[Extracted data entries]
* * * * * * *

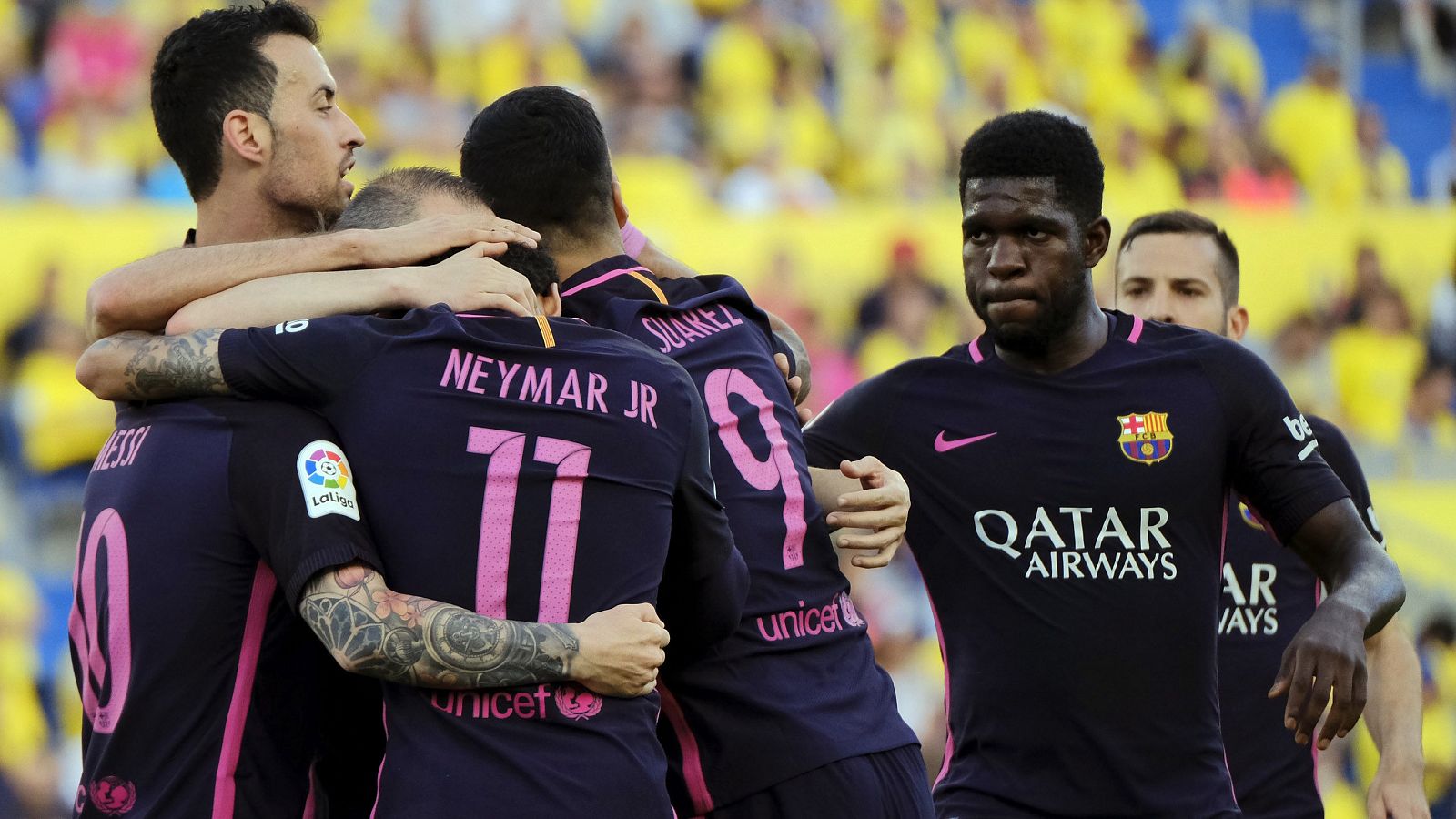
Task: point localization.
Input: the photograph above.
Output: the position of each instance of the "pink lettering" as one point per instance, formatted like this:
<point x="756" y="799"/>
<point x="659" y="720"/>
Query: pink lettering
<point x="764" y="632"/>
<point x="120" y="452"/>
<point x="695" y="319"/>
<point x="596" y="389"/>
<point x="713" y="319"/>
<point x="456" y="369"/>
<point x="775" y="471"/>
<point x="682" y="327"/>
<point x="536" y="387"/>
<point x="570" y="389"/>
<point x="495" y="704"/>
<point x="524" y="704"/>
<point x="101" y="457"/>
<point x="136" y="445"/>
<point x="666" y="346"/>
<point x="477" y="373"/>
<point x="507" y="375"/>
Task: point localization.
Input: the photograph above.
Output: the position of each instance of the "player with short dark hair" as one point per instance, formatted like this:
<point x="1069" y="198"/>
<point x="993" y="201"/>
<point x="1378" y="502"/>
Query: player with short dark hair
<point x="1178" y="267"/>
<point x="248" y="108"/>
<point x="216" y="65"/>
<point x="587" y="457"/>
<point x="791" y="716"/>
<point x="1070" y="470"/>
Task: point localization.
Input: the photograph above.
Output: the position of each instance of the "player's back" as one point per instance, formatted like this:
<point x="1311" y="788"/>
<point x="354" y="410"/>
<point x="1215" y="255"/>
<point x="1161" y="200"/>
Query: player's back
<point x="198" y="682"/>
<point x="531" y="471"/>
<point x="1269" y="595"/>
<point x="797" y="687"/>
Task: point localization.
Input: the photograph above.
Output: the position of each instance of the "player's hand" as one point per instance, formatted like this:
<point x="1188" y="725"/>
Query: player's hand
<point x="880" y="509"/>
<point x="795" y="385"/>
<point x="1398" y="793"/>
<point x="621" y="651"/>
<point x="472" y="280"/>
<point x="1327" y="658"/>
<point x="429" y="238"/>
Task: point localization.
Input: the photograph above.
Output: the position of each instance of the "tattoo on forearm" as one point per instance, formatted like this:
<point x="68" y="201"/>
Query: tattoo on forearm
<point x="172" y="366"/>
<point x="421" y="642"/>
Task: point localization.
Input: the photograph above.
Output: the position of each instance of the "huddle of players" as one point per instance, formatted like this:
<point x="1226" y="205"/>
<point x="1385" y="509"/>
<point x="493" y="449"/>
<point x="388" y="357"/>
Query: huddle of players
<point x="619" y="453"/>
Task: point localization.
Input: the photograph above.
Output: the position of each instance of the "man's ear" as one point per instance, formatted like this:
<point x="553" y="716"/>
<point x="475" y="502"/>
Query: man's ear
<point x="621" y="207"/>
<point x="247" y="136"/>
<point x="1096" y="241"/>
<point x="1238" y="321"/>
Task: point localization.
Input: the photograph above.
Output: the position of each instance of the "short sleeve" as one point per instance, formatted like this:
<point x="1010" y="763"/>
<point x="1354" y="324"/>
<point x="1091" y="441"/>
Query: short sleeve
<point x="1274" y="457"/>
<point x="705" y="581"/>
<point x="305" y="361"/>
<point x="854" y="424"/>
<point x="1336" y="450"/>
<point x="293" y="491"/>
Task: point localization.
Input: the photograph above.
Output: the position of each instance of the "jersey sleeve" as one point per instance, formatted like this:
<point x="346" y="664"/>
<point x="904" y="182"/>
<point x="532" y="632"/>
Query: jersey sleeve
<point x="305" y="361"/>
<point x="1336" y="450"/>
<point x="1274" y="458"/>
<point x="293" y="491"/>
<point x="705" y="581"/>
<point x="854" y="424"/>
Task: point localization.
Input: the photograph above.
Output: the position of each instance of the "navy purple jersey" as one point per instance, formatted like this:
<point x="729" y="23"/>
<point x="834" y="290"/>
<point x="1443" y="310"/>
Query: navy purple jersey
<point x="797" y="687"/>
<point x="1069" y="532"/>
<point x="1269" y="593"/>
<point x="198" y="681"/>
<point x="528" y="470"/>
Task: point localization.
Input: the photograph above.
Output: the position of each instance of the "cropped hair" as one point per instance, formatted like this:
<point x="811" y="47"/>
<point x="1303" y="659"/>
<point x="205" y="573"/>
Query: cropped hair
<point x="1038" y="145"/>
<point x="1184" y="222"/>
<point x="210" y="66"/>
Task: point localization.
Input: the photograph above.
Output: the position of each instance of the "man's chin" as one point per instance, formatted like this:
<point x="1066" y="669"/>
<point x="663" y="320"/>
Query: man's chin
<point x="1018" y="339"/>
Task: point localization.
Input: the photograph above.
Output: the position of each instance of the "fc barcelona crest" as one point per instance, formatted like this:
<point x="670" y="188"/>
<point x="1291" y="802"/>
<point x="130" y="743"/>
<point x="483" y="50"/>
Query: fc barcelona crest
<point x="1145" y="436"/>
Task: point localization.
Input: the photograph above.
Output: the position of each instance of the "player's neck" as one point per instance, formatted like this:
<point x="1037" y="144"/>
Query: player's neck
<point x="245" y="216"/>
<point x="581" y="256"/>
<point x="1082" y="339"/>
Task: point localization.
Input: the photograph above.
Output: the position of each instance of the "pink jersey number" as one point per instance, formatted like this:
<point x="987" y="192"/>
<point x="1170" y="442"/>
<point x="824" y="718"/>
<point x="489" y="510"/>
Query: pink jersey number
<point x="778" y="471"/>
<point x="507" y="452"/>
<point x="109" y="661"/>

* * * * * * *

■ **Work instructions**
Images in the records should not be copied. Repeat all the rest exactly.

■ **Correct answer**
Task: point localization.
Input: the photograph above.
Output: the position of each instance of the "pink lettering" as one point per instance, formatted like this:
<point x="756" y="799"/>
<point x="659" y="720"/>
Query: pink lettering
<point x="764" y="632"/>
<point x="120" y="452"/>
<point x="695" y="319"/>
<point x="596" y="389"/>
<point x="713" y="319"/>
<point x="456" y="369"/>
<point x="775" y="471"/>
<point x="682" y="327"/>
<point x="536" y="387"/>
<point x="570" y="389"/>
<point x="495" y="704"/>
<point x="524" y="704"/>
<point x="101" y="457"/>
<point x="136" y="445"/>
<point x="666" y="346"/>
<point x="477" y="373"/>
<point x="507" y="375"/>
Task: point localization.
Input: the photograph above.
Output: the position of each instance of the "player with short dark hair" as one point per instance, formatted like this:
<point x="1069" y="198"/>
<point x="993" y="201"/>
<point x="1378" y="502"/>
Query: player with short dark hair
<point x="1178" y="267"/>
<point x="248" y="108"/>
<point x="216" y="65"/>
<point x="587" y="457"/>
<point x="791" y="716"/>
<point x="1070" y="470"/>
Task: point localization.
Input: the photograph above.
Output: the position of each instance of the "player's back" as one point per instance, formatted like this:
<point x="1311" y="788"/>
<point x="354" y="410"/>
<point x="1215" y="255"/>
<point x="1161" y="200"/>
Query: player's back
<point x="198" y="682"/>
<point x="531" y="471"/>
<point x="1269" y="595"/>
<point x="797" y="687"/>
Task: point localization.
Input: the photograph above.
Output: the position of each instance of the "player's hand" as one point per instance, formatted like this:
<point x="1188" y="725"/>
Query: player's hand
<point x="880" y="509"/>
<point x="795" y="385"/>
<point x="1398" y="793"/>
<point x="621" y="651"/>
<point x="472" y="280"/>
<point x="1327" y="658"/>
<point x="429" y="238"/>
Task: point localization.
Input: the photograph above.
Output: the position of each instance of the "tattoo on forearm" as one point per instance, formatted like this:
<point x="68" y="201"/>
Query: tattoo on forearm
<point x="172" y="366"/>
<point x="421" y="642"/>
Task: point localization.
Input: the photograph above.
Output: the position of each instance of the "huddle of players" as one point per instance, formatted like this:
<point x="1226" y="205"/>
<point x="1385" y="509"/>
<point x="493" y="449"/>
<point x="388" y="357"/>
Query: huddle of players
<point x="619" y="453"/>
Task: point localization.
Input: the photograph above.
Output: the position of each instance of the "man's ear" as one point per instance, formatted like this:
<point x="553" y="716"/>
<point x="475" y="502"/>
Query: man's ear
<point x="621" y="207"/>
<point x="247" y="136"/>
<point x="1096" y="241"/>
<point x="1238" y="321"/>
Task: point localization.
Input: the photograph above.
Output: the position of each instance of the "short sleeve" as one point per instance, formatted like this:
<point x="1010" y="763"/>
<point x="1354" y="324"/>
<point x="1091" y="441"/>
Query: short sleeve
<point x="1274" y="457"/>
<point x="705" y="581"/>
<point x="305" y="361"/>
<point x="854" y="424"/>
<point x="1336" y="450"/>
<point x="293" y="491"/>
Task: point localization.
Input: the photograph above.
Output: the position of each instance of the "jersey sleeve" as one point per instance, formatted like this:
<point x="346" y="664"/>
<point x="904" y="182"/>
<point x="532" y="632"/>
Query: jersey sleeve
<point x="305" y="361"/>
<point x="1336" y="450"/>
<point x="1274" y="458"/>
<point x="293" y="491"/>
<point x="705" y="581"/>
<point x="854" y="424"/>
Task: point localization.
Input: the photograph above.
Output: the position of each instance of the "navy purple jersey" as one point per instance, formatted like this:
<point x="729" y="23"/>
<point x="834" y="290"/>
<point x="1443" y="310"/>
Query: navy purple jersey
<point x="797" y="687"/>
<point x="1069" y="532"/>
<point x="1269" y="593"/>
<point x="198" y="681"/>
<point x="528" y="470"/>
Task: point localization.
Input: the photograph above.
Output: the position of each instance of the "cropped hair" as one point per instance, formatted like this:
<point x="811" y="47"/>
<point x="1303" y="659"/>
<point x="205" y="573"/>
Query: cropped hair
<point x="1038" y="145"/>
<point x="1184" y="222"/>
<point x="210" y="66"/>
Task: point localization.
Input: the photograph above.
Output: the position of each instance of the "man's chin" as one point per instance, formatted like this:
<point x="1066" y="669"/>
<point x="663" y="320"/>
Query: man's chin
<point x="1018" y="339"/>
Task: point localization.
Input: the photograph above.
Output: the position of each instance of the "fc barcelona crest" as one point per instance, formatted like this:
<point x="670" y="188"/>
<point x="1291" y="802"/>
<point x="130" y="743"/>
<point x="483" y="50"/>
Query: fc barcelona crest
<point x="1145" y="436"/>
Task: point localization.
Input: the photograph above.
Output: the position of each instance of the "player's neck" as one point per instance, formatted like this:
<point x="1037" y="144"/>
Query: player's neck
<point x="245" y="216"/>
<point x="581" y="256"/>
<point x="1082" y="339"/>
Task: point localization.
Input: the photograph above.
Output: the position of each instance of the "pink jersey number" as one point per instance, formatted like this:
<point x="987" y="192"/>
<point x="1170" y="442"/>
<point x="824" y="718"/>
<point x="489" y="510"/>
Query: pink jersey number
<point x="778" y="471"/>
<point x="507" y="452"/>
<point x="109" y="661"/>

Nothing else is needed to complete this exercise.